REQUIRED ACTION: Word for word, copy the records that follow.
[Opening DATA EXTRACT section]
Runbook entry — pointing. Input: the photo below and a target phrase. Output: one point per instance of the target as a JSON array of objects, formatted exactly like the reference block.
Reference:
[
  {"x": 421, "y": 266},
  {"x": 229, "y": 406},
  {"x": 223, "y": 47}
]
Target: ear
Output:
[Closing DATA EXTRACT section]
TASK RESULT:
Runbook entry — pointing. Input: the photo below and a target phrase. Output: one point per instance of the target as a JSON array of objects, formatted exactly like the reference block.
Reference:
[
  {"x": 421, "y": 266},
  {"x": 229, "y": 406},
  {"x": 223, "y": 47}
]
Target: ear
Output:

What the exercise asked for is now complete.